Document extract |
What fascinated me as I watched each week was the central role played by the writings of the characters not just in shaping the foundation of the United States, but in providing us the ability, more than two hundred years later, to appreciate and understand how they lived, what they thought, and how their actions formed the world’s greatest democracy.

For me, the most interesting part of the story, for me, was the relationship between John and Abigail Adams, considered to be one of the greatest love stories of all time. They spent long periods of time away from each other, she raising four children and maintaining the family farm while he was off working to forge a nation out of rebellion. They communicated by letters delivered months or even years after they were penned. In all, they wrote more than 1,100 letters to each other! Paul Giamatti and Laura Linney studied those letters in preparation to bring John and Abigail back to life for a twenty-first century audience.

After leaving the White House and retiring to his farm, John Adams wrote his memoirs at Abigail’s urging. In one scene, papers strewn about his study, he doubts that posterity will be interested in his story-telling. “What possible use could anyone have for a seven-volume account of so many impulsive, tactless, ill-considered things?” he asks Abigail. “If I had it to do over again, I would be a farming, shoe-making deacon like my father.”

Supplied information |
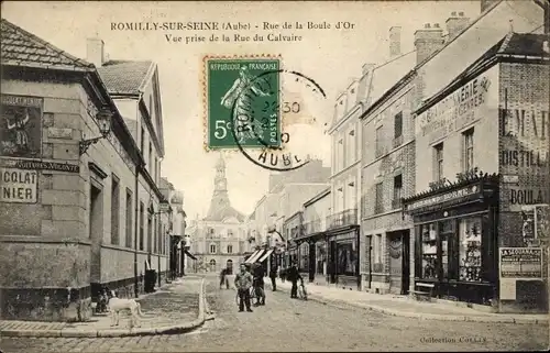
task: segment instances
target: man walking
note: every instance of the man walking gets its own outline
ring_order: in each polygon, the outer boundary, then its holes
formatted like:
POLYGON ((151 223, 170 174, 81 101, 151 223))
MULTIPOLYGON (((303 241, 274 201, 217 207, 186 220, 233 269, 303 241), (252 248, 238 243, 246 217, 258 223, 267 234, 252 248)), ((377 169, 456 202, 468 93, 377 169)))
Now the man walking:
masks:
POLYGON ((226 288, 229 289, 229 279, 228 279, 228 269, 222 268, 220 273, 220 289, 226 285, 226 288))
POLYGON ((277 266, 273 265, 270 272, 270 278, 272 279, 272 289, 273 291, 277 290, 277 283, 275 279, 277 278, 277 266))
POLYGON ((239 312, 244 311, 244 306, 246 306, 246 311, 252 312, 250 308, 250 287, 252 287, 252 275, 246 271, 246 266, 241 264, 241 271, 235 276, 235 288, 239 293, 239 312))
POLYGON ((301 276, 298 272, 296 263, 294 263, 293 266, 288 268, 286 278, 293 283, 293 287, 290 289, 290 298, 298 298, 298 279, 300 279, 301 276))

...

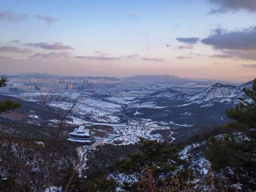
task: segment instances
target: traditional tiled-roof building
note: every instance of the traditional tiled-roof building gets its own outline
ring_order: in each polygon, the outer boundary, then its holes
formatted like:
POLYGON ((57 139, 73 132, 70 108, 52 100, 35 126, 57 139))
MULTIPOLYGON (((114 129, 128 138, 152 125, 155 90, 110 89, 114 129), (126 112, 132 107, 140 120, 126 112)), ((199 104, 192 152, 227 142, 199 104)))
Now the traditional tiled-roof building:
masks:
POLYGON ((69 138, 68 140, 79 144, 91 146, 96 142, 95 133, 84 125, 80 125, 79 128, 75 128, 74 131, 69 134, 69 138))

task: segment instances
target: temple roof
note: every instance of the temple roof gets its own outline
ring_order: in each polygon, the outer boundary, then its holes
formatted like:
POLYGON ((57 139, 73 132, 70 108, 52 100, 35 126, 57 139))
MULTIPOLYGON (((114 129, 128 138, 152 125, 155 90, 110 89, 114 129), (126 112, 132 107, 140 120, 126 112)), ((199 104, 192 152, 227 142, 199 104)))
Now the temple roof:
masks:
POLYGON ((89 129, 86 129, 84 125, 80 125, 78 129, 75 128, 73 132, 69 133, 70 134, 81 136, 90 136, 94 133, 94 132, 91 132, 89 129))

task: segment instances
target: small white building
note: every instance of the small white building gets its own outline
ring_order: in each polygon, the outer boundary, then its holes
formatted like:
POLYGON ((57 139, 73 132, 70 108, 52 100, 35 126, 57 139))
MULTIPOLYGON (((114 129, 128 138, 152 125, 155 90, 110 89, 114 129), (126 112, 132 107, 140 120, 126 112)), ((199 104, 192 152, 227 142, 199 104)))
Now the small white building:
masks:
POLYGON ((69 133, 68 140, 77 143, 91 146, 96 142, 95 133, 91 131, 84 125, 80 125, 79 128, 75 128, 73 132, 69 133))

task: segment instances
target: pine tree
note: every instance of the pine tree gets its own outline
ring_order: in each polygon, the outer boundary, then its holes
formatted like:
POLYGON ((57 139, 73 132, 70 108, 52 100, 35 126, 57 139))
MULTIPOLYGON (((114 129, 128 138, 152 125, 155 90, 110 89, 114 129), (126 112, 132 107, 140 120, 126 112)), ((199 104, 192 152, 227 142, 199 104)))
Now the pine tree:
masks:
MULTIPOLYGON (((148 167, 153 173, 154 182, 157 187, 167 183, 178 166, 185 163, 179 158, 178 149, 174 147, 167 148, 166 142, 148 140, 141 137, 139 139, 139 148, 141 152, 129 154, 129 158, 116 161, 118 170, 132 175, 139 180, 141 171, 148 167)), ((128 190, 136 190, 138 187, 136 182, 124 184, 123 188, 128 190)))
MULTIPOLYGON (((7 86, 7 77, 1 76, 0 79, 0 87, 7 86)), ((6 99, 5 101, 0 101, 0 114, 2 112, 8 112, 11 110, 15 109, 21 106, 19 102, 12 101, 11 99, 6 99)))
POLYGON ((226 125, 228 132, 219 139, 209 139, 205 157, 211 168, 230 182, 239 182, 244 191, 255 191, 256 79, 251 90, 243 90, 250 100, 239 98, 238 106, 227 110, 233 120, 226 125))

Tasks and exercises |
- A) In the passage on John and Abigail Adams, rewrite the part starting with "For me, the" and going on through "twenty-first century audience.", swapping "letters" for "messages".
- B) Answer these questions using the passage on John and Abigail Adams:
(i) How many children did Abigail raise while John was away?
(ii) How many letters did John and Abigail write to each other in all?
(iii) What does John Adams say he would be if he had it to do over again?
- C) Continue the passage on John and Abigail Adams from where it stops.

Answer set |
- A)
For me, the most interesting part of the story, for me, was the relationship between John and Abigail Adams, considered to be one of the greatest love stories of all time. They spent long periods of time away from each other, she raising four children and maintaining the family farm while he was off working to forge a nation out of rebellion. They communicated by messages delivered months or even years after they were penned. In all, they wrote more than 1,100 messages to each other! Paul Giamatti and Laura Linney studied those messages in preparation to bring John and Abigail back to life for a twenty-first century audience.

- B)
(i) Four.
(ii) More than 1,100.
(iii) A farming, shoe-making deacon like his father.

- C)
He also wrote letters to many other people. In fact, in their final years, Adams and Thomas Jefferson corresponded regularly.

What form will our memoirs take? Two hundred years from now, will authors still be writing biographies and Hollywood still churning out movies? If so, what tools will the biographers and script writers use to gain an understanding of how we lived our lives and what mattered to us?

John and Abigail Adams poured their hearts out to each other in long, handwritten letters that allow us to appreciate the depth of their commitment to their family, willingness to endure tremendous hardship for the sake of their commitment to their principles, and sincere respect and affection for one another. Were it not for those letters, we would be left to speculate about their relationship, perhaps through clues gleaned from others’ written observations of them.

As a child, I happened upon bundles of letters stored in my mother’s cedar chest. I remember sitting on the edge of my parents’ bed one day as my mother took the key from her jewelry box and lifted the lid to retrieve some long-stored treasure, the smell of cedar filling the room as the lid was propped open. I still recall exactly how everything was organized inside that mammoth receptacle, including the neatly bundled letters, tied with ribbon and tucked neatly into the shelf that was built into the lid. I picked them up and began flipping through them. My mother snatched them away from me, but not before I recognized a youthful version of her handwriting on envelopes addressed to my father.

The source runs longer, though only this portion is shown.